Quote, word for word, every line starting at the line that contains "In this exercise you will label the bokeh" and ending with the last line of the records; include both of these lines and no others.

•••••

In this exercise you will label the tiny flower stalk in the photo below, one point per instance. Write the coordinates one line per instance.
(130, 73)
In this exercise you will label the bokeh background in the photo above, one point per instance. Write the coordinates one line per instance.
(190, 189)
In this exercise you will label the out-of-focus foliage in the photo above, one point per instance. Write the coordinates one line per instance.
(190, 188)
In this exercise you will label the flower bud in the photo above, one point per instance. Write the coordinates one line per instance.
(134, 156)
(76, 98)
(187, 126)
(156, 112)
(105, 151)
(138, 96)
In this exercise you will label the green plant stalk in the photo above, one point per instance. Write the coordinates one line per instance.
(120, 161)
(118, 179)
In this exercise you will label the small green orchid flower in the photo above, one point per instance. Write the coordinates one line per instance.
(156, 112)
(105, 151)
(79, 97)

•••••

RESULT BELOW:
In this exercise you will label the bokeh background in the photo above, one point per instance. Write the coordinates one line per instance.
(190, 189)
In this exercise you will label the out-of-focus foliage in the photo above, one point per instance. Write the coordinates one line per instance.
(190, 188)
In this exercise you will label the flower bud in the photo above, one point per instance. Write the coordinates one line per instance.
(134, 156)
(76, 98)
(187, 126)
(156, 112)
(105, 151)
(138, 96)
In this exercise you will label the green plant stalk in the photo above, one point per instance. Write the coordinates one line per instance.
(120, 161)
(118, 179)
In this exercise you will label the small green orchid flower in the photo above, one point per instance. Write the coordinates one line per instance.
(156, 112)
(105, 151)
(79, 97)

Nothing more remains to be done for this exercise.